* _EXPLORE THE MATERIAL_
[a] Answer these from the Dominion Glass Company fonds description, one line each:
(i) What is the extent of the production records?
(ii) What name did the company go by after 1903?
(iii) In what year was Jefferson Glass Company acquired?
[b] Repeat word for word the stretch of the Dominion Glass Company fonds description that starts at "Dominion Glass Company : Although" and stops after "in Redcliff, Alta.".

* _PAGE EXCERPT_
========
Fonds consists of predecessor firms, 1876-1941, 1.10 m; executive records, 1896-1959, 0.70 m; corporate documents, n.d., 1912-1950, 0.14 m; property records, n.d., 1866-1950, 0.72 m; marketing arrangements, 1911-1947, 0.20 m; trade mark and designs, 1897-1950, 0.13 m; production records, 1910-1944, 1.20 m.
Dominion Glass Company : Although the Dominion Glass Company is a by-product of the business consolidation movement of the early twentieth century, its genesis was in 1890 when a group of Montreal and Quebec City financiers founded the Diamond Glass Company in Toronto. During its first decade of the operation, Diamond Glass acquired six other glass works in Toronto, Hamilton, Montreal and Trenton, Nova Scotia. After 1903, the company was known as The Diamond Flint Glass Company. In 1912, the company expanded with construction of a new plant in Redcliff, Alta.
Vigorous competition forced amalgamation with the Sydenham Glass Company of Wallaceburg, Ont., founded in 1895, and the Canadian Glass Company of Montreal, founded in 1910. The resulting business was called "The Dominion Glass Company", and its output accounted for the major share of Canada's glass production. A further take-over came in 1925, when a Toronto firm, Jefferson Glass Company, founded in 1913, was acquired. Now having its head office in Montreal, Dominion Glass Company, has been since 1971 a subsidiary of Consolidated-Bathurst, which is in turn controlled by Power Corporation.
========
* _EXERCISE DATA_
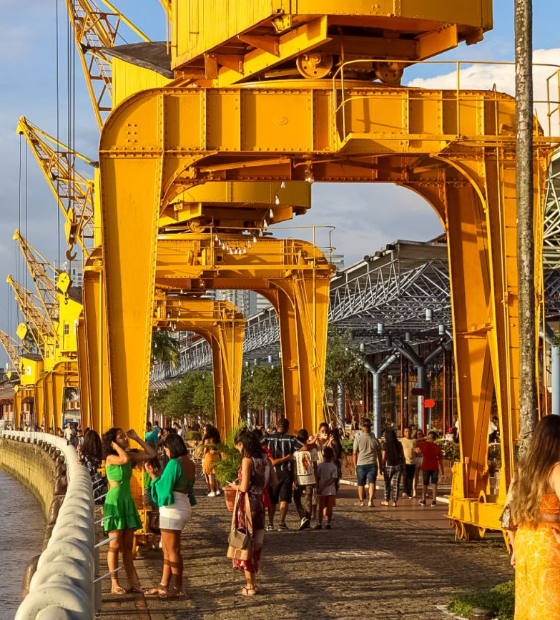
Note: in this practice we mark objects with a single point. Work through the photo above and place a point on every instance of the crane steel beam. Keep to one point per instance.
(96, 27)
(44, 276)
(72, 191)
(434, 142)
(223, 327)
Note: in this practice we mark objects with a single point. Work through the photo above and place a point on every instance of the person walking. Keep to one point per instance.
(366, 455)
(174, 494)
(535, 528)
(90, 454)
(281, 447)
(254, 475)
(211, 457)
(327, 474)
(393, 462)
(432, 462)
(121, 518)
(418, 459)
(408, 445)
(305, 478)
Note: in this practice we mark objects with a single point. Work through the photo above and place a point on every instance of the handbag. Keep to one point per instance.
(240, 541)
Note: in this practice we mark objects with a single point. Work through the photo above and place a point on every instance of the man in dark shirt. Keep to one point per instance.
(281, 447)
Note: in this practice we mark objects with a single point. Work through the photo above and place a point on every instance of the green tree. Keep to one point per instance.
(165, 349)
(344, 369)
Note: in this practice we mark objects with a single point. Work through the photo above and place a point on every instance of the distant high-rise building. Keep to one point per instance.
(337, 260)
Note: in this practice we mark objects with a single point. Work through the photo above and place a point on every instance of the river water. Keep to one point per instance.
(21, 538)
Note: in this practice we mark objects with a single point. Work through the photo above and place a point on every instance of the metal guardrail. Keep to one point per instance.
(63, 585)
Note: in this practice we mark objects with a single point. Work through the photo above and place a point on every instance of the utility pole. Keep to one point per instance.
(525, 241)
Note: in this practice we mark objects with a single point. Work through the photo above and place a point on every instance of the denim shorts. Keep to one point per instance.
(434, 475)
(366, 472)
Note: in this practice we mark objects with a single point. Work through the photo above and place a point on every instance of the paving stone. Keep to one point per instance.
(376, 563)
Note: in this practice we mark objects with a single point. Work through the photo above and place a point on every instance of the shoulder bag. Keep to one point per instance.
(241, 541)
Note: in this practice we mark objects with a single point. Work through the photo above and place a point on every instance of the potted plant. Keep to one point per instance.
(227, 468)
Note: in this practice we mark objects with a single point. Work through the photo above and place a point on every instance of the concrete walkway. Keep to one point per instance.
(377, 562)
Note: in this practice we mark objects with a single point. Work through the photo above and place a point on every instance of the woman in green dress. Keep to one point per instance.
(121, 518)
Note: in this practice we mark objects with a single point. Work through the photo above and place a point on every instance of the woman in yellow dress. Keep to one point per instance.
(211, 457)
(535, 511)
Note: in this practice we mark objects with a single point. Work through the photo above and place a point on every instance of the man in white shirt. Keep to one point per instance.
(305, 479)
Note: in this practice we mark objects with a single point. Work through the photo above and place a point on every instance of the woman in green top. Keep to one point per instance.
(121, 517)
(173, 492)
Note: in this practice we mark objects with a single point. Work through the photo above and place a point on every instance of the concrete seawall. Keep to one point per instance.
(31, 466)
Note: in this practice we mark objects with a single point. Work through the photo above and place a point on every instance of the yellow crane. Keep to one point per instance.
(96, 28)
(71, 189)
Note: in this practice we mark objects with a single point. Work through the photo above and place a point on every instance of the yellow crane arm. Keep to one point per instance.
(96, 27)
(43, 326)
(73, 191)
(43, 273)
(12, 348)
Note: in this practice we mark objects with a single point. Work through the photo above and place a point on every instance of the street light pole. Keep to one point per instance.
========
* _ANSWERS BY ITEM NUMBER_
[a]
(i) 1.20 m
(ii) The Diamond Flint Glass Company
(iii) 1925

[b]
Dominion Glass Company : Although the Dominion Glass Company is a by-product of the business consolidation movement of the early twentieth century, its genesis was in 1890 when a group of Montreal and Quebec City financiers founded the Diamond Glass Company in Toronto. During its first decade of the operation, Diamond Glass acquired six other glass works in Toronto, Hamilton, Montreal and Trenton, Nova Scotia. After 1903, the company was known as The Diamond Flint Glass Company. In 1912, the company expanded with construction of a new plant in Redcliff, Alta.